GIVEN INSTRUCTION A:
Give again, word for word, the passage in the codec chapter from "Common features for" to "a certain format.".
GIVEN INSTRUCTION B:
According to the codec chapter, how much space do 18 minutes of film in raw DV quality take up?

Copyright Michael Karbo, Denmark, Europe.
Chapter 25. More about the codecs
Compression is a technique, which is used a lot in the computer world. 10 years ago, Stacker and Drivespace were the hottest subjects, as hard disks were unbelievably expensive. The volume of a hard disk could be doubled with the help of these programs without any big problems. There are not very many who compress their hard disk today, but on the other hand, you cannot avoid working with the compression of video and audio files.
We have seen earlier that 18 minutes of film in a ”raw” DV quality fills 4 GB. Hard disks may be big, but they are not big enough to store DV film. If we worked with video without compression, then we would get images with the size of a stamps ... So it is quite natural that we compress the films in one or another way. This is done with the help of the rather mystical codecs, which I am going to get a little closer to in this section.
Common features for all compression
Common for all compression is that the data is packed so that it fills less space. This is called encoding data, when we are working with audio and video. And when we have encoded a video sequence, it is stored in a certain format.

RECORDED DATA:
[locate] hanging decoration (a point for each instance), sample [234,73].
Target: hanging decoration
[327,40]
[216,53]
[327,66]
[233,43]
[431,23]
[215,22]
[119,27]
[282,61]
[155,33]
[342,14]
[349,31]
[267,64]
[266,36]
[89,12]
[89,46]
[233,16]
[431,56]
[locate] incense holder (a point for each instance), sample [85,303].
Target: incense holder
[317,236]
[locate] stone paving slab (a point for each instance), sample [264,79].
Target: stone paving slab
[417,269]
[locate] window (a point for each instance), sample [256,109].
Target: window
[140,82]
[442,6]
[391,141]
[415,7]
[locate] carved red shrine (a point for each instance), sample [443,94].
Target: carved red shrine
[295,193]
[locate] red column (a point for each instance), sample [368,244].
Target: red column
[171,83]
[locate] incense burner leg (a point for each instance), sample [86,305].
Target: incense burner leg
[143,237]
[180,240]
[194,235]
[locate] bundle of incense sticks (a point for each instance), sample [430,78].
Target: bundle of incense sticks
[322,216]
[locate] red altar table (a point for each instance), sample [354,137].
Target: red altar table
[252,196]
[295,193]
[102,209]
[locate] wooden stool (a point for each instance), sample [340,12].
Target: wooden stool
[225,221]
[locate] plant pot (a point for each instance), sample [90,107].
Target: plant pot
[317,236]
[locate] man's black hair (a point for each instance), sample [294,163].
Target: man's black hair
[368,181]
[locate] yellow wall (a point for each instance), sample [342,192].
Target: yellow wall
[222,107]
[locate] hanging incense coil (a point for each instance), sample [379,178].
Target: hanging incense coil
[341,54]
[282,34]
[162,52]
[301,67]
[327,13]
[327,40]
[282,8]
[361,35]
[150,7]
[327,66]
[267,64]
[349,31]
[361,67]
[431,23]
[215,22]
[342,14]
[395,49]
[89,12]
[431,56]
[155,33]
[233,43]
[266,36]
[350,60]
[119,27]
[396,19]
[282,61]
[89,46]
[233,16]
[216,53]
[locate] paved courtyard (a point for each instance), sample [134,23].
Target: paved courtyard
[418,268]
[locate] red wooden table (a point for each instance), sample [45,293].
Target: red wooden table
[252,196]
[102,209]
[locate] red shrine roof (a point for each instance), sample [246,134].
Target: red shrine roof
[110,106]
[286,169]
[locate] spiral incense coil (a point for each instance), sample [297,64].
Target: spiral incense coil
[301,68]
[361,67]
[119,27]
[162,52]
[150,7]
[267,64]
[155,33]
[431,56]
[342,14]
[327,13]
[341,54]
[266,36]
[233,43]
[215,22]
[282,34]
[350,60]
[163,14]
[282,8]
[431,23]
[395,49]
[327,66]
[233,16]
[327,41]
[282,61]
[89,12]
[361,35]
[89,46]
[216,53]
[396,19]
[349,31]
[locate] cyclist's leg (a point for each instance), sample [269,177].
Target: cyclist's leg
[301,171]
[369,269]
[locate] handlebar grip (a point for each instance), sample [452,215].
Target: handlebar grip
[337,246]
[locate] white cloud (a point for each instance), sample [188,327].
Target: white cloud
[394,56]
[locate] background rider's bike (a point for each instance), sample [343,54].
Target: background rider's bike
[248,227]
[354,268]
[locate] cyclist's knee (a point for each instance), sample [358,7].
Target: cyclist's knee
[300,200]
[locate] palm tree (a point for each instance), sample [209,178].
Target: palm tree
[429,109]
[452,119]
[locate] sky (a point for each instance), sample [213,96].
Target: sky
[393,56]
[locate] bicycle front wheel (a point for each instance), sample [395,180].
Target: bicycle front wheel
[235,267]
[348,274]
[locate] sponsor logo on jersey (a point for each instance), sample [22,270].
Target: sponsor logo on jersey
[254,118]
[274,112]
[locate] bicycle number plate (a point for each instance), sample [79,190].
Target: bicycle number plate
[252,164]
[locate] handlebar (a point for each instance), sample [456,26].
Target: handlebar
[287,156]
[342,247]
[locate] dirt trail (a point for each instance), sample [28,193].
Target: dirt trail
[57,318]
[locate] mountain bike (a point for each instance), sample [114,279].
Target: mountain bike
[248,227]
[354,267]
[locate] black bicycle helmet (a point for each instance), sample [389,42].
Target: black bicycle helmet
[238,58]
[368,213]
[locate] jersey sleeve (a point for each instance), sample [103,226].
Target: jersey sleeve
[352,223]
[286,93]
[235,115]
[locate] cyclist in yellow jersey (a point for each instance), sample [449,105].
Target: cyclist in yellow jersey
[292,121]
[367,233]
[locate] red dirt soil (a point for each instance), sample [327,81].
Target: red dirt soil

TASK RESULT A:
Common features for all compression
Common for all compression is that the data is packed so that it fills less space. This is called encoding data, when we are working with audio and video. And when we have encoded a video sequence, it is stored in a certain format.

TASK RESULT B:
4 GB.